**Aufgeführte Einträge**
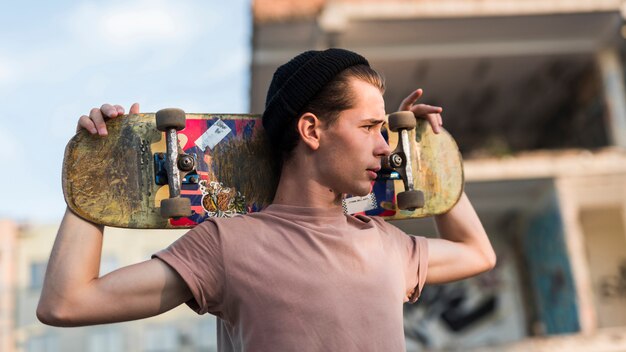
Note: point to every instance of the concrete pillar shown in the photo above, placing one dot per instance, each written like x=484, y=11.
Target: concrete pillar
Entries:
x=612, y=75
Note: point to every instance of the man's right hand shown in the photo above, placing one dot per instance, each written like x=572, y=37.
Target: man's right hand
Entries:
x=95, y=123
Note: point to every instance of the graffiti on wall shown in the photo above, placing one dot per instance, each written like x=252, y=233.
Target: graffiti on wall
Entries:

**Gestellte Aufgabe**
Wiederhole alle Einträge oben Zeile für Zeile wortgetreu, lass dabei aber die Bilder weg.

**Antwort**
Note: point to every instance of the concrete pillar shown in the photo above, placing one dot per instance, each written like x=484, y=11.
Target: concrete pillar
Entries:
x=612, y=75
Note: point to every instance of the man's right hand shown in the photo above, placing one dot per instance, each written like x=572, y=37.
Target: man's right hand
Entries:
x=95, y=123
Note: point to every instance of the graffiti on wall shown in the photo above, placing one dot per instance, each written like x=252, y=233.
Target: graffiti on wall
Entries:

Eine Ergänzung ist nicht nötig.